* **Task material**
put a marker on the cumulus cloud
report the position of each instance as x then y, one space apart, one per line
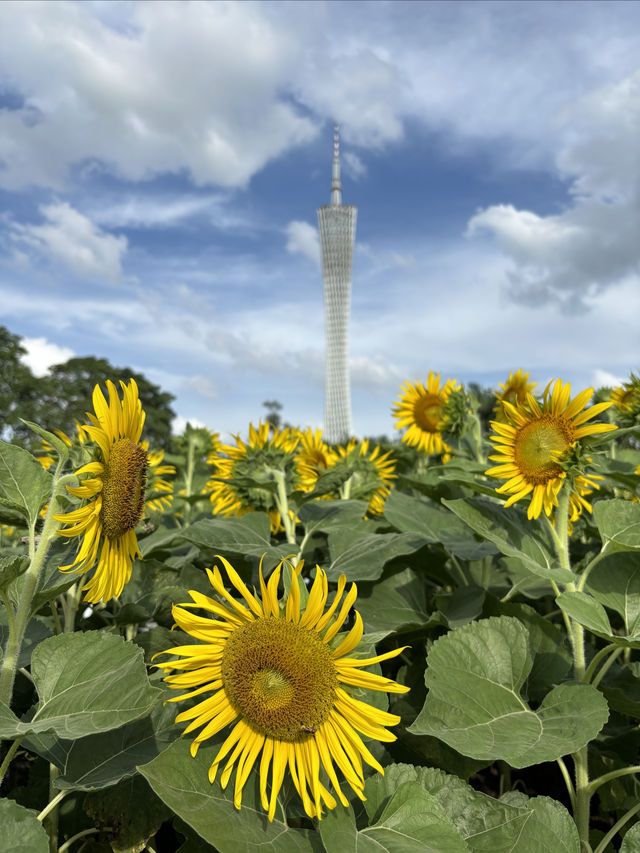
42 354
567 258
74 240
202 385
303 239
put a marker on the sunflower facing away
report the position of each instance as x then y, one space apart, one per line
235 488
274 671
533 442
514 391
113 495
420 409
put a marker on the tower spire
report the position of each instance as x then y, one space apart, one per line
336 186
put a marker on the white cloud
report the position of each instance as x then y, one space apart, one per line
72 239
602 378
567 258
202 385
303 239
179 424
42 354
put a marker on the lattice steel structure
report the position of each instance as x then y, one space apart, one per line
337 224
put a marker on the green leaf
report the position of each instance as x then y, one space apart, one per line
486 824
101 760
475 674
615 582
586 611
249 535
25 486
513 534
323 515
364 558
631 840
182 783
86 683
418 515
22 832
398 600
412 821
128 813
549 825
618 522
55 441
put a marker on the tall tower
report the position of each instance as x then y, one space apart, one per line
337 224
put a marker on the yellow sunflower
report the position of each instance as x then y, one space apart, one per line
420 410
371 473
113 495
533 442
514 391
159 489
277 674
312 458
236 485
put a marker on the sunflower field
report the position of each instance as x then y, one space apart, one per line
428 644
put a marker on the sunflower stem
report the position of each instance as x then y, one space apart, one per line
582 806
282 503
31 581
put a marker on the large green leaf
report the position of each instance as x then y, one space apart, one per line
615 582
103 759
514 534
182 783
398 600
412 821
22 832
418 515
618 522
248 535
25 486
86 683
475 675
487 825
364 557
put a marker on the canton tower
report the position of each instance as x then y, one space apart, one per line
337 224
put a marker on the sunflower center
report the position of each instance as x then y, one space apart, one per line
124 481
539 444
280 677
426 412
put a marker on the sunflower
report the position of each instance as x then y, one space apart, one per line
420 410
514 391
113 495
159 491
533 442
277 674
369 473
313 457
236 487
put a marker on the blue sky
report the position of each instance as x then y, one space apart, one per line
161 164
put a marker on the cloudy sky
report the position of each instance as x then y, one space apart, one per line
161 164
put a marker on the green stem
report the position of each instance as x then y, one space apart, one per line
609 777
50 822
82 834
51 805
31 581
615 829
576 634
9 757
596 660
283 506
567 781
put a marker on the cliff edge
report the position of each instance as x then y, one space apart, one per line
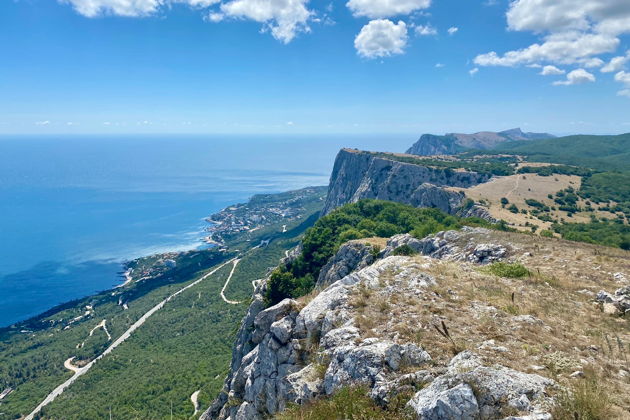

* **Given problem**
Please copy the data above word for word, starting at the line with "put a marker on the blue sky" and continuing through the end of the data, and leave out the pictures.

* **Output**
put a marker on the blue sky
report the position of each instance as x then y, one space apart, one per line
161 164
put a marker on the cloudy sky
report the position of each instance as x then y, one space apart, one per line
161 164
put a marker on the green stem
report the position of each instance as x then y, one space apart, one per line
609 777
50 822
82 834
51 805
31 581
615 829
576 634
9 757
596 660
283 506
567 781
put a marker on the cliff edge
report the position of each instance as x then y, one space apart, one per line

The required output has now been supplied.